* [DO THIS]:
Revise the puppy play thread from "And of course" up to and including "to your puppy.", putting "candy store" in place of "toy store".

* [GIVEN PASSAGE]:
==========
# how to play nice?



## Dphelps (Dec 11, 2012)

Hi, my name is Don and I have a 4 month old GSD puppy named Ace. He is full of energy and loves to play. Im having a problem getting him to play nice with smaller breed dogs. My parents have a miniature schnauzer who is 5 yrs old and she plays back but puts him in his place when he goes to far by giving him a good nip on the lip or ear etc. But my girlfriend has a 3 yr old spaniel that wont put him in his place. So he paws and bites at the ears and legs and tail. I know its just puppy play and not aggression so we try to get him away but he always returns to get in her face. How can i get him to understand that biting her is wrong and he need to play nice? 

Thanks


----------



## Kyleigh (Oct 16, 2012)

Well, I would first suggest that you find a more appropriate play mate for your puppy ... another GSD puppy in the area? (I am NOT advising you to get another one!)

Or another "big" dog puppy in the area? GSDs are rough when they play, and while the min schnauzer is putting your pup in his place, the spaniel probably never will. Some dogs will "correct" and others will cower. 

And of course he returns to the spaniel, in his world, it's fun. You won't get him to "understand" it's wrong, he's a puppy. It's like trying to explain to a 2 year old child that you're going to the toy store but you can't touch or buy anything!

He needs an appropriate playmate to be able to play like a puppy ... hence the suggestion of another "big dog" puppy, or another adult dog that LIKES puppies and will properly correct the puppy when he's too rough. You need to make sure that the adult dog is correcting PROPERLY and not being a bully to your puppy. 

Good luck,


----------
==========
* [SUPPLIED INFORMATION]:
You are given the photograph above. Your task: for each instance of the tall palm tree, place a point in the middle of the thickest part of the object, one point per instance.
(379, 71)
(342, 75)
==========
* [ANSWER TO THIS PROBLEM]:
And of course he returns to the spaniel, in his world, it's fun. You won't get him to "understand" it's wrong, he's a puppy. It's like trying to explain to a 2 year old child that you're going to the candy store but you can't touch or buy anything!

He needs an appropriate playmate to be able to play like a puppy ... hence the suggestion of another "big dog" puppy, or another adult dog that LIKES puppies and will properly correct the puppy when he's too rough. You need to make sure that the adult dog is correcting PROPERLY and not being a bully to your puppy.